#### Passage provided
⟨
Philly planning officials expect more big real estate projects in 2022 despite property-tax break’s partial lapse
Last year saw a record 90 construction projects go before Philadelphia’s Civic Design Review board.
Officials in Philadelphia expect to see continued large numbers of major construction projects in 2022, despite a partial lapse of a tax incentive at the end of last year that made some real estate development more profitable.
Last year saw a record 90 construction projects go before the Civic Design Review board, which is tasked with offering non-binding suggestions on Philadelphia’s biggest development proposals as part of the city’s building-approval process, officials with the Department of Planning and Development said in a Tuesday briefing.
The surge, to about double the number reviewed by the panel most years, came as developers raced to take full advantage of the city’s 10-year property tax abatement for new construction, officials said. Beginning Jan. 1, the city began phasing out the abatement by reducing its value by 10% a year.
Artist’s rendering of the Durst Organization’s first Philadelphia project, which is slated to rise north of the Benjamin Franklin Bridge near the Delaware River waterfront, as seen looking south along Christopher Columbus Boulevard.Read moreHandel Architects Major projects reviewed by the CDR board last year included the 275-unit apartment building planned by Alterra Property Group at 4301 Chestnut St., an apartment building with 330 residential units being developed by Southern Land Co., at 416-38 Spring Garden St., and the Durst Organization’s proposal for a 360-unit residential building on a formerly city-owned lot between Vine and Callowhill Streets on North Christopher Columbus Boulevard.
With interest rates on construction loans low and most of the property tax abatement still in place, development appears set to continue apace in the year to come, said Eleanor Sharpe, executive director at Philadelphia City Planning Commission.
“Money is still cheap in the marketplace,” she said. “So even though the tax abatement has been modified, there are going to be people taking advantage of what it is today as opposed to what it is next year.”
Because of this anticipated activity and a backlog of projects remaining from last year, planning officials intend to enforce stricter deadlines and other measures aimed at giving staff more time to handle applications for new projects.
The biggest change is that developers are being told to submit their projects for review by the CDR board four weeks before scheduled hearing dates, rather than the three weeks permitted in past years.
“We want to make sure the development community has all the predictability it can have to go through this process as smoothly as possible,” said Beige Berryman, a Planning Commission manager.
⟩
#### Directions
a. Starting at the words "With interest rates" and stopping after "in past years.", reproduce the article on Philadelphia development again, substituting "tax break" for "tax abatement" wherever it appears.
b. Answer these questions using the article on Philadelphia development:
(i) How many construction projects went before the Civic Design Review board last year?
(ii) By what percentage per year is the city reducing the value of the property tax abatement beginning Jan. 1?
(iii) How many weeks before scheduled hearing dates are developers now being told to submit their projects for review?
c. List every developer that the article on Philadelphia development names as behind a major project reviewed by the CDR board last year.

#### Dataset excerpts
⟨
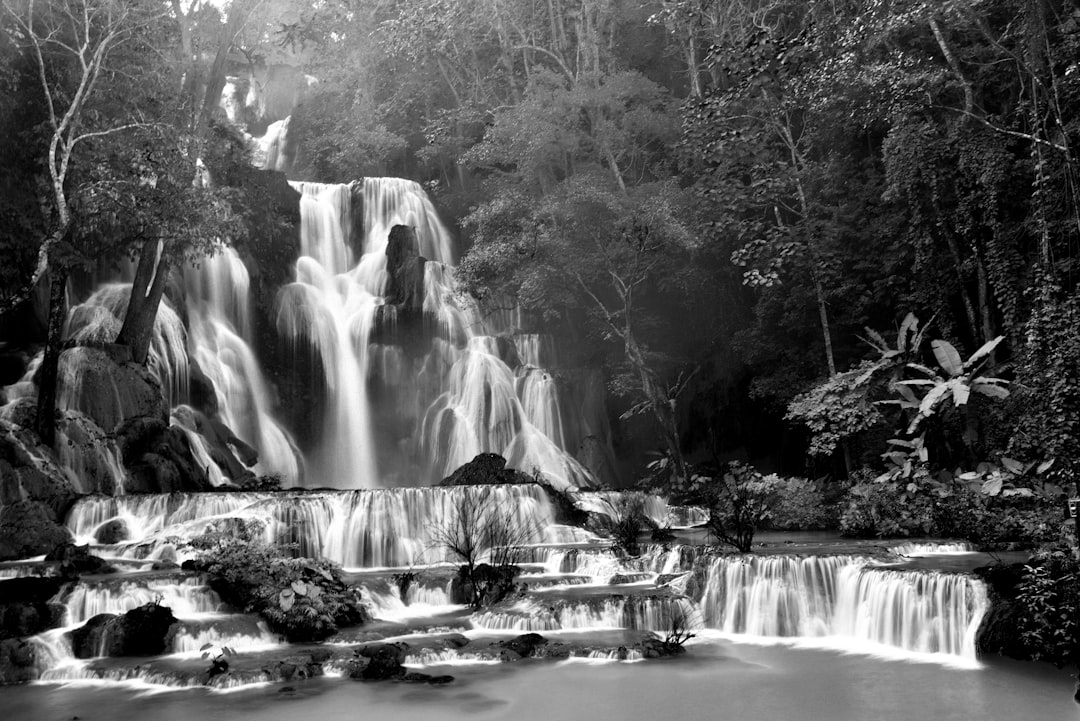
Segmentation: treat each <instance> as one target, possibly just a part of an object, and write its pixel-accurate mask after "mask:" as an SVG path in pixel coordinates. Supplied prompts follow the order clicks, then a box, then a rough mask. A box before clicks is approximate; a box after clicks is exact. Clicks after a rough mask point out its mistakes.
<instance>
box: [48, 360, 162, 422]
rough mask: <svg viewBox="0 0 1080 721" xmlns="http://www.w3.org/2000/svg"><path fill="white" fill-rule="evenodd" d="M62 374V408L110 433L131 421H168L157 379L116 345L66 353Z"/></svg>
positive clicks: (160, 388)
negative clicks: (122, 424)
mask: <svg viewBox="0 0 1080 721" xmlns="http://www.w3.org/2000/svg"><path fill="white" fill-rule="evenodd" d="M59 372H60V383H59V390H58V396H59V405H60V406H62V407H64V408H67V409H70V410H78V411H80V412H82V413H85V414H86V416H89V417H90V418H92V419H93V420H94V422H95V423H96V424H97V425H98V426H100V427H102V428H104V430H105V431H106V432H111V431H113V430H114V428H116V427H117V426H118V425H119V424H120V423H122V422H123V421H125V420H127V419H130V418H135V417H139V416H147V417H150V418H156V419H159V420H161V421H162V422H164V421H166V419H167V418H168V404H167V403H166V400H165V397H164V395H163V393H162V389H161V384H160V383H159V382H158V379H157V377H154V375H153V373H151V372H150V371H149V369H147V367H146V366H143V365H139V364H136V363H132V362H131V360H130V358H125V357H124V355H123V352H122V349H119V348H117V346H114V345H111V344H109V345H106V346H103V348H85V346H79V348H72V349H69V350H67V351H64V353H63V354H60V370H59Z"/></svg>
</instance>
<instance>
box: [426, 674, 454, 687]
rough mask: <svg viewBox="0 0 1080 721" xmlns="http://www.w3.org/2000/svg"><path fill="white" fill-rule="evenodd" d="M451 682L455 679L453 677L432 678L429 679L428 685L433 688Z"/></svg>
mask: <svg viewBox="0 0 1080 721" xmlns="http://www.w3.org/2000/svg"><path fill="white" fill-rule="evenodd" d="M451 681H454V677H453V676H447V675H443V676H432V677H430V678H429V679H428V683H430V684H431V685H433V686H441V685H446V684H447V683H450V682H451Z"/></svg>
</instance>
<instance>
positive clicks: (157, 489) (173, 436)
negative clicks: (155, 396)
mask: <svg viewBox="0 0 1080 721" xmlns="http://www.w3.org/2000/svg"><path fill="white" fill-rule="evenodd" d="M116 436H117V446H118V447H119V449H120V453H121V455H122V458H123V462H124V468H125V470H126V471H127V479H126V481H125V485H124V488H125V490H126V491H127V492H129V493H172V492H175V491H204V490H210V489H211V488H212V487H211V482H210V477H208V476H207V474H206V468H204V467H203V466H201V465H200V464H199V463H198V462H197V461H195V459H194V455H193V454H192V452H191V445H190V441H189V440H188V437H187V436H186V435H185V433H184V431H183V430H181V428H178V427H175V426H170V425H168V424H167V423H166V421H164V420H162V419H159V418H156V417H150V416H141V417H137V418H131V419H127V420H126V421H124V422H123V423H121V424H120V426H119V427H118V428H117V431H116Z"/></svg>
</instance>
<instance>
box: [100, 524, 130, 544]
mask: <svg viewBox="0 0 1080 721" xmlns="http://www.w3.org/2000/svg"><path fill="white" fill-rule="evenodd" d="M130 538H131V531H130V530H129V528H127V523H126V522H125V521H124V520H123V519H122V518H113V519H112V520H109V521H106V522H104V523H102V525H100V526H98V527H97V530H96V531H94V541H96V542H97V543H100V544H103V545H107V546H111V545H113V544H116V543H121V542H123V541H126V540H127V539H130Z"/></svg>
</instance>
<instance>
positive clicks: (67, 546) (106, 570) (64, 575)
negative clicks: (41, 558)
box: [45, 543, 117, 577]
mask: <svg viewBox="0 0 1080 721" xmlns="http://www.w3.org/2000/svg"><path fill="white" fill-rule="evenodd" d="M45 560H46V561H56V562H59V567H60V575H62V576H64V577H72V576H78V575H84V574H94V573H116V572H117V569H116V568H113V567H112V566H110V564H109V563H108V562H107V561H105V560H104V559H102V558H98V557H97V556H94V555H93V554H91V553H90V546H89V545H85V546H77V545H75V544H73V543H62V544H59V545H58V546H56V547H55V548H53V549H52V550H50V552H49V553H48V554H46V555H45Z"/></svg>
⟩
⟨
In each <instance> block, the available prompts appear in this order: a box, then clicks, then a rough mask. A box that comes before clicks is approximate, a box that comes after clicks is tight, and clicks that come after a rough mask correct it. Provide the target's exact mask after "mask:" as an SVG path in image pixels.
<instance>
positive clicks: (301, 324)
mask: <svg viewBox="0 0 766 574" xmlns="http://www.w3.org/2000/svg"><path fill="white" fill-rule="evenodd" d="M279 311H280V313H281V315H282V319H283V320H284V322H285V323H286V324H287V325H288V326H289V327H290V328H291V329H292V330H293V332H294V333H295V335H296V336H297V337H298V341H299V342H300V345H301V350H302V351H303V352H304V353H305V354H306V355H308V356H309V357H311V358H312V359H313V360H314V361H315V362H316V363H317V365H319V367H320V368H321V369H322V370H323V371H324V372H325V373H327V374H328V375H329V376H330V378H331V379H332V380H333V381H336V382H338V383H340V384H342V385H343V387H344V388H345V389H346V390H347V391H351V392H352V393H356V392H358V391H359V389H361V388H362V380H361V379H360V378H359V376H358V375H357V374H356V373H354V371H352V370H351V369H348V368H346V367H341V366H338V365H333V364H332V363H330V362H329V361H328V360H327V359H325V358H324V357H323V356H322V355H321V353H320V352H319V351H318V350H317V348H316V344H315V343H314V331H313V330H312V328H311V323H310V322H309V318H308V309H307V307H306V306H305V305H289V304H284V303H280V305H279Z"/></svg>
⟩
#### Replies
a.
With interest rates on construction loans low and most of the property tax break still in place, development appears set to continue apace in the year to come, said Eleanor Sharpe, executive director at Philadelphia City Planning Commission.
“Money is still cheap in the marketplace,” she said. “So even though the tax break has been modified, there are going to be people taking advantage of what it is today as opposed to what it is next year.”
Because of this anticipated activity and a backlog of projects remaining from last year, planning officials intend to enforce stricter deadlines and other measures aimed at giving staff more time to handle applications for new projects.
The biggest change is that developers are being told to submit their projects for review by the CDR board four weeks before scheduled hearing dates, rather than the three weeks permitted in past years.

b.
(i) A record 90 projects.
(ii) 10% a year.
(iii) Four weeks.

c.
Alterra Property Group
Southern Land Co.
the Durst Organization